■ Problem requirements ■
Please copy each of the records below word for word, keeping every line in its original order.

** START Material for the task **

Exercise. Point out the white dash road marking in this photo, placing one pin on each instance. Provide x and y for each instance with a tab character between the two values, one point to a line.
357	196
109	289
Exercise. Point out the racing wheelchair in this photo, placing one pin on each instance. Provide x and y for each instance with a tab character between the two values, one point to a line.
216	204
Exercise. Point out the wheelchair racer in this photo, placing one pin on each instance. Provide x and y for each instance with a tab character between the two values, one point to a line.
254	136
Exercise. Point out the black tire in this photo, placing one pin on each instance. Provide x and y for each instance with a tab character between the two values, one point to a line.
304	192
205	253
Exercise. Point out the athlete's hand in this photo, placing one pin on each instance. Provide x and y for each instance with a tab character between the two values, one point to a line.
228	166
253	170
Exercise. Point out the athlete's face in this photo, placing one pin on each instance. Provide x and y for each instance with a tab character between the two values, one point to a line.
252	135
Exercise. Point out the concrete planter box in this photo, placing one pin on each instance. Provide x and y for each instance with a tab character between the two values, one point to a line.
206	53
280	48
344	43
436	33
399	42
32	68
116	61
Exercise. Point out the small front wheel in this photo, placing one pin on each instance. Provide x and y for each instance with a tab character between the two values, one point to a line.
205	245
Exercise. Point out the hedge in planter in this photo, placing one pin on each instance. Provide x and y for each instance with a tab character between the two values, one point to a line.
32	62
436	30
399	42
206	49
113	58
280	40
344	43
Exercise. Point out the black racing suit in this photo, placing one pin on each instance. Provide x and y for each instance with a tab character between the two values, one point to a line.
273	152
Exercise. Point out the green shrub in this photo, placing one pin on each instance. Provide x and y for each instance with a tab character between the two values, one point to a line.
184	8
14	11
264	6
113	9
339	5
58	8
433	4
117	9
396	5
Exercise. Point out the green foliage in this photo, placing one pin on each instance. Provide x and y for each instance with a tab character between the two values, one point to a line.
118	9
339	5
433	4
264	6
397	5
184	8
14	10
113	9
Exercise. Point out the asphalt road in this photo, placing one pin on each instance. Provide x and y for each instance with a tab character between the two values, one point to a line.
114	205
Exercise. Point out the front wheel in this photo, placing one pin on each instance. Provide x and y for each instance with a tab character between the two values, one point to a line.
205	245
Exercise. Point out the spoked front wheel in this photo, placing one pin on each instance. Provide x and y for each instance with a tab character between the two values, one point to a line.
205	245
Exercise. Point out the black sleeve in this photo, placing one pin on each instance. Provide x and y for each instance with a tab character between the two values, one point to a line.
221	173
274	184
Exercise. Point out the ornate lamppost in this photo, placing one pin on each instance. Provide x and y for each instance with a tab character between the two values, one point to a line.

** END Material for the task **

■ Written response ■
Exercise. Point out the white dash road marking in this photo, placing one pin on each instance. Provide x and y for each instance with a tab character between the two values, one point to a line.
357	196
109	289
Exercise. Point out the racing wheelchair in this photo, placing one pin on each instance. Provide x and y for each instance with a tab character between the two values, one point to a line.
216	204
Exercise. Point out the wheelchair racer in this photo, placing one pin on each instance. Provide x and y for each instance with a tab character between the two values, one point to a line.
254	136
Exercise. Point out the black tire in this photo, placing one pin on each instance. Provide x and y for each instance with a tab character between the two values, one point to a line.
304	192
205	253
Exercise. Point out the athlete's hand in this photo, placing one pin on each instance. Provide x and y for each instance with a tab character between the two values, one point to a line.
228	166
253	170
Exercise. Point out the athlete's face in this photo, placing one pin on each instance. Provide x and y for each instance with a tab character between the two values, one point to a line.
252	135
Exercise. Point out the concrete planter box in this photo, placing one pin on each instance. Provide x and y for each instance with a tab character between the two values, one point to a line.
206	53
280	48
344	43
436	33
399	42
32	68
116	61
Exercise. Point out the small front wheel in this photo, placing one pin on each instance. Provide x and y for each instance with a tab character between the two values, one point to a line.
205	245
Exercise. Point out the hedge in planter in this photo, placing one pin on each instance. Provide x and y for each instance with a tab character between the two values, one point to a line.
32	62
436	30
399	42
206	49
113	58
280	40
344	43
Exercise. Point out the black racing suit in this photo, placing one pin on each instance. Provide x and y for each instance with a tab character between the two values, one point to a line.
273	152
Exercise. Point out the green shrub in this photo, placing one pin on each instance. Provide x and y for each instance with a tab character between the two values, one point to a line.
184	8
14	11
264	6
113	9
339	5
58	8
433	4
117	9
396	5
Exercise. Point out the green foliage in this photo, placing one pin on each instance. Provide x and y for each instance with a tab character between the two values, one point to a line.
118	9
339	5
433	4
264	6
397	5
184	8
14	10
113	9
Exercise. Point out the asphalt road in this photo, placing one pin on each instance. Provide x and y for each instance with a tab character between the two values, one point to a line.
114	205
Exercise. Point out the front wheel in this photo, placing one pin on each instance. Provide x and y for each instance with a tab character between the two values, one point to a line.
205	245
Exercise. Point out the spoked front wheel in this photo, placing one pin on each instance. Provide x and y for each instance with a tab character between the two values, one point to a line.
205	245
Exercise. Point out the black sleeve in this photo, placing one pin on each instance. Provide x and y for each instance with a tab character between the two values, one point to a line.
221	173
274	184
Exercise. Point out the ornate lamppost in this photo, placing one pin on each instance. Provide x and y for each instance with a tab character between the two values, one point to a line.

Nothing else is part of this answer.